→ Aim:
Gather every line in the rows below that contains the string "integer", with case counting, and copy each one.

(begin)

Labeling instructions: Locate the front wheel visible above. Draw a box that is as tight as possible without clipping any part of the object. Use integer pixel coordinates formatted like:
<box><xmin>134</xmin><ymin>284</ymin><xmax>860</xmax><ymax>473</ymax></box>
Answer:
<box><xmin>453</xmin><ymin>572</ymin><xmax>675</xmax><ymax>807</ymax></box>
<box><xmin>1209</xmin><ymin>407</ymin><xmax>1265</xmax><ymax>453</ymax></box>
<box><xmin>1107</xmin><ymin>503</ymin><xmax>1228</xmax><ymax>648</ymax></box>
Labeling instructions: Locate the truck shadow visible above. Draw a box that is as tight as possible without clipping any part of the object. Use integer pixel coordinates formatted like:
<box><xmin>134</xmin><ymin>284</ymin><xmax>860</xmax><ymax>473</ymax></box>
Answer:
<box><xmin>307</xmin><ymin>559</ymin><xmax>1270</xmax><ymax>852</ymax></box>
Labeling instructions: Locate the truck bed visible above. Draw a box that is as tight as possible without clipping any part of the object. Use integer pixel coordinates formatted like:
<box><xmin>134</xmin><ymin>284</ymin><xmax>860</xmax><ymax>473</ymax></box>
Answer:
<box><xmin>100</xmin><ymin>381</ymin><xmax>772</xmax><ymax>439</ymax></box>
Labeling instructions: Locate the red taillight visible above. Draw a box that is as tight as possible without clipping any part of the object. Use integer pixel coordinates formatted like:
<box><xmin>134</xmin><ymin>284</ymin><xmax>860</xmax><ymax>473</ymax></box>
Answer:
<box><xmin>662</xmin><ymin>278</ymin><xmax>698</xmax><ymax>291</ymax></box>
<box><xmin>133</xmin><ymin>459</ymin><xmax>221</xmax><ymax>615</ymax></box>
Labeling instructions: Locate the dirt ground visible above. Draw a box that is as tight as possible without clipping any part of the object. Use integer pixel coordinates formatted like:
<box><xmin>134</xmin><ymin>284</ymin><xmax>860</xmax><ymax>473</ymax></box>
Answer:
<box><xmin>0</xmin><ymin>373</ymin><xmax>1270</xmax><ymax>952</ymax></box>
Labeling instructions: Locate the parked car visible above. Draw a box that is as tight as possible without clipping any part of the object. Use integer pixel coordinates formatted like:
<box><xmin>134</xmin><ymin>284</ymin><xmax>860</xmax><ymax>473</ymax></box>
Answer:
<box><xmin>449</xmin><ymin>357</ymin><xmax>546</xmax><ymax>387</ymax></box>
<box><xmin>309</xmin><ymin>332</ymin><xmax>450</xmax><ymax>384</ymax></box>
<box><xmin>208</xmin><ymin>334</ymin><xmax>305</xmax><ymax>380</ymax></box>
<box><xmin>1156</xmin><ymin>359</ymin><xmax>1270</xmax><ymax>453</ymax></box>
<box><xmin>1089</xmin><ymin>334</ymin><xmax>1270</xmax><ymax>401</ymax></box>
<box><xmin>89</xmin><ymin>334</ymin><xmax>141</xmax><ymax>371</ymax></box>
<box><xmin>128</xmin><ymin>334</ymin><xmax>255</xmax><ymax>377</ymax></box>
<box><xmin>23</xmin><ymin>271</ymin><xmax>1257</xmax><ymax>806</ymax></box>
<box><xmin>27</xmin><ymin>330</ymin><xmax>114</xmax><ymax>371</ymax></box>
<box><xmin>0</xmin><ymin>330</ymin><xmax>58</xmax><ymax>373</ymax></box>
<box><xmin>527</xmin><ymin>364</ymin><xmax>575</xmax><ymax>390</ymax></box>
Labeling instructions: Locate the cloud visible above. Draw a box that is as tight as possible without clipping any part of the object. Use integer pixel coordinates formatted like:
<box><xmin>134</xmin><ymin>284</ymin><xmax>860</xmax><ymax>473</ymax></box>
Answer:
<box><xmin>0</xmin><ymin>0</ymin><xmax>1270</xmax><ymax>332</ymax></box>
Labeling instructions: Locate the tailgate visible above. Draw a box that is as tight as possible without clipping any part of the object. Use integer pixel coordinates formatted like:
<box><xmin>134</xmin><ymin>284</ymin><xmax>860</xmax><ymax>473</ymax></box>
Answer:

(end)

→ Solution for this task:
Labeling instructions: Locate the front wheel visible above. Draw a box that is as tight as possible without clipping any part of the object. Use integer pixel coordinates formatted like:
Labeling instructions: Locate the truck shadow visible above. Draw a box that is as tight as possible without clipping any part of the object. Use integer pixel coordinates formatted like:
Labeling instructions: Locate the truck bed visible above. Draw a box that is as tight as possible without clipping any part of the object. Use integer pixel coordinates formatted like:
Labeling instructions: Locate the red taillight visible above. Draw a box that is as tight as possible without clipping any part of the object. Use integer pixel coordinates formatted like:
Labeling instructions: Locate the dirt ground visible above. Draw a box that is as tight as possible without clipping any part of the object. Use integer pixel coordinates formatted like:
Labeling instructions: Locate the parked car visible above. Draw a box that is as tight as possible without clipping any part of the object. Use integer pixel coordinates formatted like:
Labeling instructions: Locate the cloud visible above. Draw a box that is as tight as possible without clipping any part of the object. Use integer pixel coordinates formatted like:
Labeling instructions: Locate the tailgate visible above. Draw a box that is as tight as possible without clipping any part of the object. Use integer pixel coordinates formatted like:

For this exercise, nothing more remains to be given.